• **Exercise goal**
Write out the whole listing, matching it exactly.

★ ★ ★ ★

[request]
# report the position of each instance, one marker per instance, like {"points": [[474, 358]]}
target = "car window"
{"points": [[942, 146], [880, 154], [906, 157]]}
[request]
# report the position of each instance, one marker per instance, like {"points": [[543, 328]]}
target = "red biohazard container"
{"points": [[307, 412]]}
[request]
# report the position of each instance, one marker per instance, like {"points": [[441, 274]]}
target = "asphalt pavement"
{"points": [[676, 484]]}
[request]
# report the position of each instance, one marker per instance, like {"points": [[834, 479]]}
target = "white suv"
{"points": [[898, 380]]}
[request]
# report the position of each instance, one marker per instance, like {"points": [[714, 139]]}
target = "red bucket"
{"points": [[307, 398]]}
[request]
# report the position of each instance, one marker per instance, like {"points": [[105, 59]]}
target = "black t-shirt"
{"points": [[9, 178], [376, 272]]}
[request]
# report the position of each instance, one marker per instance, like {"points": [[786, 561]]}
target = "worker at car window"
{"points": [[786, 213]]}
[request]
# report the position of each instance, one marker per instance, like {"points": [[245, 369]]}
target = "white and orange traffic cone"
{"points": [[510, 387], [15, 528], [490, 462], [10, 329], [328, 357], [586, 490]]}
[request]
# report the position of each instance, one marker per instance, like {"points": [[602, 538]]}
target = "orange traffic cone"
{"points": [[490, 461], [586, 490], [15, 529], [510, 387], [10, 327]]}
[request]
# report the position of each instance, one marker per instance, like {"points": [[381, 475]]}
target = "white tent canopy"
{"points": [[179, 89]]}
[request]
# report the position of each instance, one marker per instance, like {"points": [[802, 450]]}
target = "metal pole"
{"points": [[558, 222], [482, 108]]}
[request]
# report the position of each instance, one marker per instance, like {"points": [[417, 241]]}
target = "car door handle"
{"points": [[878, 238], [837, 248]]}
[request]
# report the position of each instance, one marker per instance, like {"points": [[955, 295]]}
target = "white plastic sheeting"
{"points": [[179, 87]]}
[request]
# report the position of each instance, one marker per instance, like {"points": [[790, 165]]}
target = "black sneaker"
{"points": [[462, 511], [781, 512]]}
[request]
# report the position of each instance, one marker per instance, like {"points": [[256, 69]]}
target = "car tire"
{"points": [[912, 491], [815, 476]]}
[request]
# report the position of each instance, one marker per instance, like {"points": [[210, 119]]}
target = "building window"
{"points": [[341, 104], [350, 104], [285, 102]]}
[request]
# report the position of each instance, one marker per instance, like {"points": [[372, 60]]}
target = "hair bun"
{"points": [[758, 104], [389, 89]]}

★ ★ ★ ★

• **Final answer**
[request]
# report the position of each instance, one marker per instance, like {"points": [[474, 358]]}
target = "car window"
{"points": [[942, 146], [880, 154], [906, 157]]}
[request]
# report the position of each instance, one marker per instance, like {"points": [[543, 328]]}
target = "red biohazard container"
{"points": [[307, 412]]}
[request]
# report the position of each instance, one marker per instance, like {"points": [[441, 274]]}
target = "asphalt pavement"
{"points": [[676, 484]]}
[request]
# report the position of each instance, one marker per instance, like {"points": [[834, 479]]}
target = "white suv"
{"points": [[898, 380]]}
[request]
# report the position of each instance, one marker per instance, like {"points": [[714, 139]]}
target = "red bucket"
{"points": [[307, 398]]}
[request]
# report the position of each instance, one marker per instance, like {"points": [[105, 59]]}
target = "black t-shirt"
{"points": [[9, 178], [376, 272]]}
[request]
# report the position of each instance, one marker per instance, like {"points": [[786, 561]]}
target = "worker at car window"
{"points": [[786, 213]]}
[request]
# report the position of each instance, one marker per instance, like {"points": [[245, 369]]}
target = "white and orange traffic cone"
{"points": [[510, 387], [15, 528], [490, 462], [10, 329], [328, 357], [586, 490]]}
[request]
# report the position of each instance, one marker per instance, like {"points": [[602, 538]]}
target = "orange traffic cone"
{"points": [[490, 461], [586, 490], [15, 529], [510, 387], [10, 327]]}
[request]
# report the position of each instance, one marker per instance, like {"points": [[381, 475]]}
target = "white tent canopy"
{"points": [[179, 89]]}
[request]
# report the position of each instance, one marker per instance, like {"points": [[802, 450]]}
target = "metal pole"
{"points": [[558, 222], [482, 108]]}
[request]
# report the position of each instance, one marker per instance, like {"points": [[417, 241]]}
target = "car door handle"
{"points": [[878, 238], [837, 248]]}
[request]
# report the position of each instance, one marker per instance, like {"points": [[955, 295]]}
target = "white plastic sheeting"
{"points": [[179, 87]]}
[request]
# report the position of each instance, one marker per instance, like {"points": [[790, 165]]}
target = "black sneaker"
{"points": [[462, 511], [781, 512]]}
[request]
# report the position of each instance, one marker per instance, like {"points": [[256, 69]]}
target = "car tire"
{"points": [[912, 491], [815, 476]]}
[request]
# report the position of each instance, one marker per instance, like {"points": [[210, 119]]}
target = "building window"
{"points": [[341, 104], [350, 104], [285, 102]]}
[request]
# report the position of each instance, one marker per instance, like {"points": [[372, 60]]}
target = "hair bun"
{"points": [[758, 104], [389, 89]]}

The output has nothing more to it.